» Description of the task: Convert only the part that opens with the line containing "178, row 155." and closes with the line containing "column 1317, row 419" into a two-column CSV with the headers note and points, giving one line per row. Put each row's text and its answer in their own quoted fields, with line breaks replaced by spaces.

--- Begin Recorded data ---

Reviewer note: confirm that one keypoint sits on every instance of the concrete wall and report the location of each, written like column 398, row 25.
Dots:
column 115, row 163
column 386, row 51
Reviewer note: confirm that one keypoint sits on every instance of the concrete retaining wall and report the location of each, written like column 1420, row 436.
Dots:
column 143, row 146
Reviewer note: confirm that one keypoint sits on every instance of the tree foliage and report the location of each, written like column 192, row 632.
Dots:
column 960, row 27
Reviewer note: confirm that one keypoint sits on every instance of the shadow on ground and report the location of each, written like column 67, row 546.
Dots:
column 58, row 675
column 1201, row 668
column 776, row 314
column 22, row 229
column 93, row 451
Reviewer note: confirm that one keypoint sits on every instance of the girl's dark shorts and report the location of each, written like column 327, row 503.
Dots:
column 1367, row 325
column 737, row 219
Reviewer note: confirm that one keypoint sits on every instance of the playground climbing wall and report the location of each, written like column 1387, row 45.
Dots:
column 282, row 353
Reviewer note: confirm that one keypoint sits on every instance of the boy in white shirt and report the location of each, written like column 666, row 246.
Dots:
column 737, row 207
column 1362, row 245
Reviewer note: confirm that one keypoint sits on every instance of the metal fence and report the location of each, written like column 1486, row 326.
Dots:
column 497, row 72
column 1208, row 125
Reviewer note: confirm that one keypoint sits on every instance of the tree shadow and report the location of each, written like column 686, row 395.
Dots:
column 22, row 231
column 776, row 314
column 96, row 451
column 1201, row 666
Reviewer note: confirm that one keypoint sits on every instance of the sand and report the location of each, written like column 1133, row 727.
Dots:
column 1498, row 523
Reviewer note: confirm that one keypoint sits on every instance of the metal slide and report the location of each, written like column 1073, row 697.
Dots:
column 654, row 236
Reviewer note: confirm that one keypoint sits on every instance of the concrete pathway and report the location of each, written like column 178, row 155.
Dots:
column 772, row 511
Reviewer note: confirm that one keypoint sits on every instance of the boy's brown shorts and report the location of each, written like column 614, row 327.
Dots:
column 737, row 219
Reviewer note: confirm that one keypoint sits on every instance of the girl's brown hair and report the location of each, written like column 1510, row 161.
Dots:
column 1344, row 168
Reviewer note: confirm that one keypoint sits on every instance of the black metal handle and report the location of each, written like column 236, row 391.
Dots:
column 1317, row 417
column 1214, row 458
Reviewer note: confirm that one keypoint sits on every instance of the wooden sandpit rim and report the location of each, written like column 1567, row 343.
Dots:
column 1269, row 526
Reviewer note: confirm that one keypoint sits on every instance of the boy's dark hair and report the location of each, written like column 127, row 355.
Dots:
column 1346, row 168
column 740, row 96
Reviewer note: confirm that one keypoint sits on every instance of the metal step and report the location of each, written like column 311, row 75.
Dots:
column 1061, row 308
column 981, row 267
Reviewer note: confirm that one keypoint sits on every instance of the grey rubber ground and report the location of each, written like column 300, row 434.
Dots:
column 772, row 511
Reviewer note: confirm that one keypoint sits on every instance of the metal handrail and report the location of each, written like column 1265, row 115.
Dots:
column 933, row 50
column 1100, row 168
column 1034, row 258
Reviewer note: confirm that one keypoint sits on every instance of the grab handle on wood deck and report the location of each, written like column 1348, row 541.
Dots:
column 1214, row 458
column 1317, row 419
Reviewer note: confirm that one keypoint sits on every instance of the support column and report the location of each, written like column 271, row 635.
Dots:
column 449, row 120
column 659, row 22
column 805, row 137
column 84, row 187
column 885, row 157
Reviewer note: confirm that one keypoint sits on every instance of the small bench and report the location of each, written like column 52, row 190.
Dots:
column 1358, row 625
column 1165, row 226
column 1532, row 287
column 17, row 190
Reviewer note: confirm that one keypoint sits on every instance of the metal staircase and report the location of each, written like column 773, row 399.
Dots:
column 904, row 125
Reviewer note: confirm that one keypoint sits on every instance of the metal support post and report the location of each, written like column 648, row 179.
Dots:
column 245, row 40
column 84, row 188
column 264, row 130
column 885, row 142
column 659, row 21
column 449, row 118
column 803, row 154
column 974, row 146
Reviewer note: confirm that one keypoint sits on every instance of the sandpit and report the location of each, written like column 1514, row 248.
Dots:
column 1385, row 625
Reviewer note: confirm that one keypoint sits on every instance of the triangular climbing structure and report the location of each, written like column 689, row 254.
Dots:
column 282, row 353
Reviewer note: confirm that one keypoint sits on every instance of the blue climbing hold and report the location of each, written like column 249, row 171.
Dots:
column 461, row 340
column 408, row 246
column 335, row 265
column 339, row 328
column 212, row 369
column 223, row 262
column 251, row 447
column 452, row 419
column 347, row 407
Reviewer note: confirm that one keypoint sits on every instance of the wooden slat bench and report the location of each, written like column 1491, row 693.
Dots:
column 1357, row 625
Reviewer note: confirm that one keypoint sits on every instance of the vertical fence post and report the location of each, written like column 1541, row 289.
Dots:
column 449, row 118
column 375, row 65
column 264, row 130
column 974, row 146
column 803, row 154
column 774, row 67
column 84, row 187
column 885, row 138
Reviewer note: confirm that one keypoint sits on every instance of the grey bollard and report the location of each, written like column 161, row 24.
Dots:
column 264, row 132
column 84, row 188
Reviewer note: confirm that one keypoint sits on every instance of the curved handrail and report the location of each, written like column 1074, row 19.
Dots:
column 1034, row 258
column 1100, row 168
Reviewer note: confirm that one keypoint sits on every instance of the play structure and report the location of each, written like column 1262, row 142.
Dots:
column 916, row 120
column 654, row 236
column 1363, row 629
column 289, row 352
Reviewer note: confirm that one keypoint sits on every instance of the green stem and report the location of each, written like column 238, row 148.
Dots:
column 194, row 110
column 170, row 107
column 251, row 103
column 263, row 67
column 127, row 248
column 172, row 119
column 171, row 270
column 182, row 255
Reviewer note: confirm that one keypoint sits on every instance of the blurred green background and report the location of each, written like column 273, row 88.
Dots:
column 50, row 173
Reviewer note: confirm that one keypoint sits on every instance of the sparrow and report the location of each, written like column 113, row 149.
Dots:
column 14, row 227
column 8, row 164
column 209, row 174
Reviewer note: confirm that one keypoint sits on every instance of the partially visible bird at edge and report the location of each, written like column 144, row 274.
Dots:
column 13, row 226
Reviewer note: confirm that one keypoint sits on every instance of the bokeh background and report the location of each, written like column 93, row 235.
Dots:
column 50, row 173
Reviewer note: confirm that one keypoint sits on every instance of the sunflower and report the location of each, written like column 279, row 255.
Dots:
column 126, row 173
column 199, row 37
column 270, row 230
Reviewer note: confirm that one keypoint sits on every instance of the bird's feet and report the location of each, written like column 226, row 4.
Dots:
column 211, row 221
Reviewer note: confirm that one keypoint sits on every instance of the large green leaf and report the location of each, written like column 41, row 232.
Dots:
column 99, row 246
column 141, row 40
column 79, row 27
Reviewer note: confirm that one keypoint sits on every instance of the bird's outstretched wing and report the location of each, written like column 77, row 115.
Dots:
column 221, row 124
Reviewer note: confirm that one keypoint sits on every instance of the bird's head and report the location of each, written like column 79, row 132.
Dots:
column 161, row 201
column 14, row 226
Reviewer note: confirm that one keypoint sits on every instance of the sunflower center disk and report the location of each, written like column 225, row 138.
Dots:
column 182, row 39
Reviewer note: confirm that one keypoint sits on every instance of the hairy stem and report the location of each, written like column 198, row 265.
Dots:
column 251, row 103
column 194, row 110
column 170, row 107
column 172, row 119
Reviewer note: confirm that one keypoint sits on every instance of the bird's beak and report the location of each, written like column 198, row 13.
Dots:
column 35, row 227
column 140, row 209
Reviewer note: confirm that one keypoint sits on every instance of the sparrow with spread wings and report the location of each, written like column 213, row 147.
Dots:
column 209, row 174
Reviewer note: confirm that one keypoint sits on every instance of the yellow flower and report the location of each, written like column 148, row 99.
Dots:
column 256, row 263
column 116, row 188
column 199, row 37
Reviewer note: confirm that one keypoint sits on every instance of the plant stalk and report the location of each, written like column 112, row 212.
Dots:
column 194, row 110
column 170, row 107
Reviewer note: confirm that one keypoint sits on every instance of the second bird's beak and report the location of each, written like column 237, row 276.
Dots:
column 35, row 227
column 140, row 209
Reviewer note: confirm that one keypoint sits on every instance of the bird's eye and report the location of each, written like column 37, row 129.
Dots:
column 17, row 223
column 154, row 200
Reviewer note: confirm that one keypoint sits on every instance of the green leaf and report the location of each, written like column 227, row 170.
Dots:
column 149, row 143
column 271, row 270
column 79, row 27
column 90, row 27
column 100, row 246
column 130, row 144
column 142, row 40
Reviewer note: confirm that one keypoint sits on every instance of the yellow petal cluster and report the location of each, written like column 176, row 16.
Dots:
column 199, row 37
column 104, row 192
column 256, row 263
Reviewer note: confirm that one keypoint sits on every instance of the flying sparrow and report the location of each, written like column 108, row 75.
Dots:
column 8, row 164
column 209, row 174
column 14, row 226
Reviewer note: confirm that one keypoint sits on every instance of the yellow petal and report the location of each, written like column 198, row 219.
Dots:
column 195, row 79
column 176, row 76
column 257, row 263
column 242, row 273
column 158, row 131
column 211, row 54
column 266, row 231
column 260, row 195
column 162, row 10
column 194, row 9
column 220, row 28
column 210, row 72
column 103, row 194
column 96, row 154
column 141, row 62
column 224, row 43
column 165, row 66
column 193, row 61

--- End Recorded data ---

» Correct answer:
note,points
"Reviewer note: confirm that one keypoint sits on every instance of the concrete pathway and report the location of each, written like column 178, row 155. Dots:","column 772, row 511"
"Reviewer note: confirm that one keypoint sits on every instance of the boy's brown shorts and report the location of each, written like column 614, row 327. Dots:","column 737, row 219"
"Reviewer note: confirm that one keypoint sits on every instance of the girl's brown hair and report the location of each, written like column 1510, row 161. Dots:","column 1344, row 168"
"Reviewer note: confirm that one keypoint sits on every instance of the black metal handle and report the location of each, written like column 236, row 391. Dots:","column 1317, row 417 column 1214, row 458"
"Reviewer note: confirm that one keypoint sits on every instance of the wooden sandpit rim and report the location of each, written like column 1567, row 343. Dots:","column 1269, row 526"
"Reviewer note: confirm that one keypoint sits on every instance of the boy's dark hair and report the location of each, written like column 127, row 355. Dots:","column 1346, row 168 column 740, row 96"
"Reviewer note: confirm that one keypoint sits on every instance of the metal step and report the location of each, written like column 311, row 75. Dots:","column 1061, row 308 column 981, row 267"
"Reviewer note: confirm that one keypoint sits on every instance of the grey rubber ground and report the location of each, written like column 300, row 434. Dots:","column 772, row 511"
"Reviewer note: confirm that one keypoint sits on every instance of the metal handrail and report the location of each, written like column 1265, row 115. Dots:","column 933, row 50 column 1100, row 168 column 1034, row 258"
"Reviewer note: confirm that one keypoint sits on every instance of the grab handle on wood deck and report the location of each, written like column 1348, row 541. Dots:","column 1214, row 458 column 1317, row 419"